• _Task list_
1. Return the passage of the CARES Act overview between "Our last blog" and "small business owners.", inclusive, copied word for word.
2. According to the CARES Act overview, by what date must loans under the paycheck protection program be applied for?

*** Article

A brief overview of the CARES Act- Business Provisions

A brief overview of the CARES Act- Business Provisions

Our last blog post delved into the parts of the CARES Act mostly affecting individuals. We continue our look at the CARES Act with some provisions impacting small business owners.

Paycheck protection program and forgivable loans

This is a partially forgivable loan program through the SBA.  Loans must be applied for by June 30, 2020 and can have a maximum maturity of 10 years. 

Under this program, lenders can issue SBA 7(a) small business loans up to the lesser of $10,000,000 or 2.5 times the average monthly payroll costs over the previous year (up to $100,000 of salary per person).  The proceeds of the loans can pay for a variety of costs, including:

  • Payroll
  • Group health insurance premiums
  • Salaries and/or commissions
  • Rent
  • Mortgage interest
  • Utilities
  • Other business interest incurred prior to February 15, 2020

The amount eligible to be forgiven is the amount spent during the first 8 weeks after the loan is made, on:

  • Payroll (excluding prorated amounts for individuals with salaries over $100,000)

******
*** Record list

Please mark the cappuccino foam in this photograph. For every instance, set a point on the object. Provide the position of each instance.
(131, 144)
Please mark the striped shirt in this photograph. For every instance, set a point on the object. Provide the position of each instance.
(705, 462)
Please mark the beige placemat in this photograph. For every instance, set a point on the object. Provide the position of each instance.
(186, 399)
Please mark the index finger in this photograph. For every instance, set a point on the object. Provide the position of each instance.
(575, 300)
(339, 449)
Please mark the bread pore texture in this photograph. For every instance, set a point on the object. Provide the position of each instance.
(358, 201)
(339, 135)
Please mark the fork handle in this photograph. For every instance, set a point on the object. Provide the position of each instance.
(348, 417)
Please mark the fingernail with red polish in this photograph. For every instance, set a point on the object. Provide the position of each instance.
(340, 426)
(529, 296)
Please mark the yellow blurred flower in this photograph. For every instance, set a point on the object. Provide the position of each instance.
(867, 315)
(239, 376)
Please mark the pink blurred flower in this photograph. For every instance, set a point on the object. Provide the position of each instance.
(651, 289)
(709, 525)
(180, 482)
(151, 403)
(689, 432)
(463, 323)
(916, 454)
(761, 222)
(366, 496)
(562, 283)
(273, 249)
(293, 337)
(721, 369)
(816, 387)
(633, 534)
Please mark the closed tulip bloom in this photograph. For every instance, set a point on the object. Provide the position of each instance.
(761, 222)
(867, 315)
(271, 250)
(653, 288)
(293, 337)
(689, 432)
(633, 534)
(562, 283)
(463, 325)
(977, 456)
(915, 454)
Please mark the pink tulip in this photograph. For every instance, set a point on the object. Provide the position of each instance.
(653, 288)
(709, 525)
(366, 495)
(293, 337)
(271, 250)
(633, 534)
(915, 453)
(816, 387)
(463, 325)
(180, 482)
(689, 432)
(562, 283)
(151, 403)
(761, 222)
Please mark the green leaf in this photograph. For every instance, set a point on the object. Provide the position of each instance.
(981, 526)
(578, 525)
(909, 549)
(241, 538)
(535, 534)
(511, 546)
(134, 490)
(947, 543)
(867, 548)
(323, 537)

******

• _Outputs_
1.
Our last blog post delved into the parts of the CARES Act mostly affecting individuals. We continue our look at the CARES Act with some provisions impacting small business owners.

2. June 30, 2020.